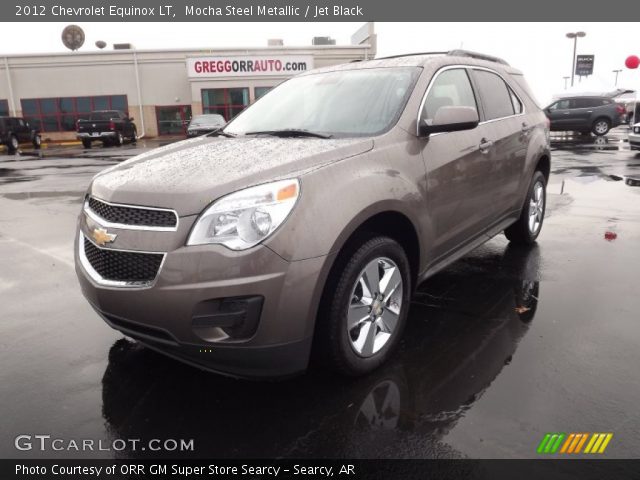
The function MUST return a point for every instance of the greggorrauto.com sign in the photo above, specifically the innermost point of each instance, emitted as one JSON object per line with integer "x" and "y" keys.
{"x": 249, "y": 65}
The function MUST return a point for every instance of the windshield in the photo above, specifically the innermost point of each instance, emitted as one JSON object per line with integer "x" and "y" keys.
{"x": 207, "y": 120}
{"x": 341, "y": 104}
{"x": 106, "y": 115}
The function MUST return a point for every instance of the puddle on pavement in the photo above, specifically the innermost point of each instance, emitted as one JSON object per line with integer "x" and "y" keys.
{"x": 74, "y": 197}
{"x": 464, "y": 327}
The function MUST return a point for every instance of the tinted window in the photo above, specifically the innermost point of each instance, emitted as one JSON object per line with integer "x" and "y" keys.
{"x": 560, "y": 105}
{"x": 585, "y": 102}
{"x": 451, "y": 88}
{"x": 515, "y": 101}
{"x": 261, "y": 91}
{"x": 496, "y": 97}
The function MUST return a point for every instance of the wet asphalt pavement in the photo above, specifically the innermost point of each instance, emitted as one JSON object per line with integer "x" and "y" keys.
{"x": 502, "y": 347}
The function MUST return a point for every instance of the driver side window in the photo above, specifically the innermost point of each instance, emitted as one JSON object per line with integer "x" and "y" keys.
{"x": 451, "y": 88}
{"x": 560, "y": 105}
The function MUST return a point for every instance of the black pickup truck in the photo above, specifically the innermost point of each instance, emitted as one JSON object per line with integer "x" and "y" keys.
{"x": 110, "y": 127}
{"x": 15, "y": 130}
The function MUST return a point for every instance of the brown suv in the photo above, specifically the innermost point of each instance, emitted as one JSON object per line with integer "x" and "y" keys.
{"x": 307, "y": 222}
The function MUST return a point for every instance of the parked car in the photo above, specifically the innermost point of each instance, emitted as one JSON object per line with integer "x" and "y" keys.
{"x": 16, "y": 130}
{"x": 110, "y": 127}
{"x": 634, "y": 137}
{"x": 304, "y": 226}
{"x": 202, "y": 124}
{"x": 585, "y": 114}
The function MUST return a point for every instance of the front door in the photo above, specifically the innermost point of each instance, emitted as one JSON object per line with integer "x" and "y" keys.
{"x": 458, "y": 194}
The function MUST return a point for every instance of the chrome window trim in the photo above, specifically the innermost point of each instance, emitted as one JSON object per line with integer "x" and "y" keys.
{"x": 476, "y": 93}
{"x": 98, "y": 279}
{"x": 124, "y": 226}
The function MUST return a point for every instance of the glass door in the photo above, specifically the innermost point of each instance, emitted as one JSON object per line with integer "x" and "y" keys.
{"x": 173, "y": 119}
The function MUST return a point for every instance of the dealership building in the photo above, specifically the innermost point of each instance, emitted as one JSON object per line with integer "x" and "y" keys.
{"x": 160, "y": 89}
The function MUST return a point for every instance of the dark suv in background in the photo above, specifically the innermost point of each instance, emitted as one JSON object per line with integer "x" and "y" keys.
{"x": 15, "y": 130}
{"x": 585, "y": 114}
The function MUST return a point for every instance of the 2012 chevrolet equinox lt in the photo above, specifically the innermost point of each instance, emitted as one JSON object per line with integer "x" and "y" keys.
{"x": 308, "y": 221}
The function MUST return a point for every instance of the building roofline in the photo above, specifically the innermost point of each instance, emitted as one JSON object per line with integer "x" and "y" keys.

Exercise ▸ Without the pictures, print the records in full, exactly as they appear.

Problem solution ▸
The function MUST return a point for every instance of the greggorrauto.com sign in the photo above, specifically the innermost point of each instance, emitted as one JSON object per line with integer "x" and "y" keys.
{"x": 249, "y": 65}
The function MUST return a point for every instance of the windshield in the photo above, specifically the innermost point of each instance, emitted as one JSON object per line with integer "x" and "y" keys.
{"x": 207, "y": 120}
{"x": 341, "y": 104}
{"x": 106, "y": 115}
The function MUST return a point for every instance of the puddle on pavement in the photo above, specifically the innermost point of each instance, emitted as one JSON object per line with integer "x" and "y" keys.
{"x": 74, "y": 197}
{"x": 464, "y": 327}
The function MUST return a point for every instance of the tinted window in the photo above, specifically the innermost point of each instance, emitted as one JSON object per line with integer "x" and "y" keys.
{"x": 560, "y": 105}
{"x": 585, "y": 102}
{"x": 451, "y": 88}
{"x": 515, "y": 101}
{"x": 261, "y": 91}
{"x": 496, "y": 97}
The function MUST return a point for every instance of the wet asphalt pavement in the photo above, specifically the innermost point of each instance, emitted as one JSON object per line with integer "x" and "y" keys.
{"x": 502, "y": 347}
The function MUST return a point for every instance of the driver side window in the photo above, specifically the innermost point of each instance, emitted as one JSON object per line with integer "x" and "y" keys.
{"x": 451, "y": 88}
{"x": 560, "y": 105}
The function MUST return a point for every instance of the black pickup truck in the photo above, specifically the innermost point of each instance, emitted as one JSON object per line with integer "x" and "y" keys.
{"x": 110, "y": 127}
{"x": 15, "y": 130}
The function MUST return a point for every instance of the brown suv in the photo above, specifically the innermost point of each instance, emitted as one JSON object per line with integer "x" and "y" keys.
{"x": 307, "y": 222}
The function MUST return a point for every instance of the parked car in the photo above, specifically the innermost point of each instance, emitted as one JSON object per line with integer "x" and "y" keys.
{"x": 16, "y": 130}
{"x": 110, "y": 127}
{"x": 634, "y": 137}
{"x": 304, "y": 226}
{"x": 202, "y": 124}
{"x": 585, "y": 114}
The function MUST return a point for every instance of the front door in the photo above, specifically the innermost point of each instance, emitted as one JSON object per line with integer "x" and "y" keys.
{"x": 458, "y": 194}
The function MUST return a point for every instance of the chrome window trim in the photo above, specifically the innermost point of each instance, emitted as one JSON object per line with integer "x" and "y" keys.
{"x": 476, "y": 93}
{"x": 98, "y": 279}
{"x": 124, "y": 226}
The function MUST return a point for every instance of the glass door in the photo above, specifically the innermost point of each instance, emitted as one JSON object per line with integer "x" and "y" keys.
{"x": 173, "y": 119}
The function MUST return a point for every instance of the dealership building in the photo above, specifically the innermost point of each instance, emitted as one JSON object per line with integer "x" and "y" keys.
{"x": 160, "y": 89}
The function MUST return a point for every instance of the dark suv in background in the photo above, specifically the innermost point of each instance, emitted as one JSON object per line with integer "x" and "y" keys.
{"x": 15, "y": 130}
{"x": 585, "y": 114}
The function MUST return a point for every instance of the 2012 chevrolet equinox lt in the photo above, specifically the innermost point of each instance, emitted as one JSON object per line with integer "x" and "y" keys.
{"x": 308, "y": 221}
The function MUST return a point for every instance of the building roofline in the photo above, specifically the innermost point of each instance, emitted as one JSON object per line with integer "x" and "y" keys.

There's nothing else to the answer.